_Document section_:
•••••
As an instructor, my goal is to offer sociological thinking as a resource to students by emphasizing accessibility. Access, for me, means teaching to the class that shows up and ensuring students can show up by balancing a focus on teaching substantive content with a focus on teaching concrete intellectual skills.

Teaching and student mentorship are key components of my commitment to social justice and inclusion in higher education.

I have taught or have prepared to teach social science courses on each of the following subjects at the undergraduate or graduate level.

Research methods

Through numerous exercises and published examples this course works to teach students the logic of social science research. Specifically, students learn to articulate research questions with literature and questions with appropriate methods and data.

Health and illness

What is “obesity” and why was it an epidemic? This course offers a close examination of medical science, health care, and the construction of disease to better understand how health is articulated with social inequality. Topics range from health insurance to mental health, to disability.

Social theory

Beginning with enlightenment thinkers, this course provides a genealogy of the social sciences in the contemporary United States. It traces European thought traditions that have shaped “the canon” and their historical and contemporary critics whose insights hold great potential. This course provides students with the tools to read theory and articulate research questions with deep scholarly implications.

Race, Gender, and Science

Through three units on nature, health, and culture, this course explicates how the social construction of race, gender, and other forms of human difference has intersected with the trajectory of scientific fields ranging from genetics to epidemiology.

Environmental Inequality

By engaging environmental history, critical ethnic studies, and feminist theories this course will pursue these questions through time and across several case studies, including Chicago. This course provides students with key building blocks to study root causes of environmental inequality in the United States from settler colonialism to EPA regulations.

Sexuality and the Body

This course uses historical invention of sexuality as a construct that can be described, studied, embodied, identified with, and regulated as a way of narrating the history of social science.
•••••
_Extracted records_:
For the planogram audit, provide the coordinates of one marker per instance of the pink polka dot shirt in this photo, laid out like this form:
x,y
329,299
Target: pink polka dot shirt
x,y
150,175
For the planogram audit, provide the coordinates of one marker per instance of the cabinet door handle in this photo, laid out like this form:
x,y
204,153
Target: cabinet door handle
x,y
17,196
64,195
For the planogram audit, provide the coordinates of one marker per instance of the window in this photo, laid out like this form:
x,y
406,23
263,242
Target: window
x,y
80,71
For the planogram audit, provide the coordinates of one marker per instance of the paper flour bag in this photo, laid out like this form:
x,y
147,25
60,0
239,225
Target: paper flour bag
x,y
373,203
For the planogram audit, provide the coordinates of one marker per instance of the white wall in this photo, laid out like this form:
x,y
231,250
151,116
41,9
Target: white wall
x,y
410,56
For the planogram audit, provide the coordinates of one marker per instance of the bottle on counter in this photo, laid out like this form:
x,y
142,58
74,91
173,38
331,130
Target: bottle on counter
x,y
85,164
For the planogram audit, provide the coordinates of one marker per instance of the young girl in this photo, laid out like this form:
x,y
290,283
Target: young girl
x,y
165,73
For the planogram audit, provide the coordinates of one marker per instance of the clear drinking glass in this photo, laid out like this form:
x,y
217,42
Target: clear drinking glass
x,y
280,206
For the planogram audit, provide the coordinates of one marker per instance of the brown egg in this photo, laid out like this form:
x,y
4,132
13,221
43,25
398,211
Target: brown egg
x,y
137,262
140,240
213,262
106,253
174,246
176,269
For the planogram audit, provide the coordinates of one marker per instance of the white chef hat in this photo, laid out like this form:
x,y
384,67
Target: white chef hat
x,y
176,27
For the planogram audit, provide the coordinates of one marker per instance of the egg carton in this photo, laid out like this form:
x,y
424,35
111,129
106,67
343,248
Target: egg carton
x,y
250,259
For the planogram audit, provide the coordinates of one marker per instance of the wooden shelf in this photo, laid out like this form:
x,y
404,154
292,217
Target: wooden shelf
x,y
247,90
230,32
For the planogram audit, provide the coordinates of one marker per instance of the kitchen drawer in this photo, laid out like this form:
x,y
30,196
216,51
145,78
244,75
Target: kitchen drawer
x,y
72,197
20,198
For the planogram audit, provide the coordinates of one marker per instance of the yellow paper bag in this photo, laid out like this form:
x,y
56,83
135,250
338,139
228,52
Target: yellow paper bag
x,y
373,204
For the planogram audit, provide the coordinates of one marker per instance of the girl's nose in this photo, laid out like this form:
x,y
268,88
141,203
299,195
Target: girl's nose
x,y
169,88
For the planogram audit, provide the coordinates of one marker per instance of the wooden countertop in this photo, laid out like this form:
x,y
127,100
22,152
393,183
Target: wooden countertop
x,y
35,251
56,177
•••••
Update the teaching statement from "Through three units" through "to EPA regulations.", replacing "explicates" with "explains". The material here comes from a source separate from the teaching statement.

_Output for this task_:
Through three units on nature, health, and culture, this course explains how the social construction of race, gender, and other forms of human difference has intersected with the trajectory of scientific fields ranging from genetics to epidemiology.

Environmental Inequality

By engaging environmental history, critical ethnic studies, and feminist theories this course will pursue these questions through time and across several case studies, including Chicago. This course provides students with key building blocks to study root causes of environmental inequality in the United States from settler colonialism to EPA regulations.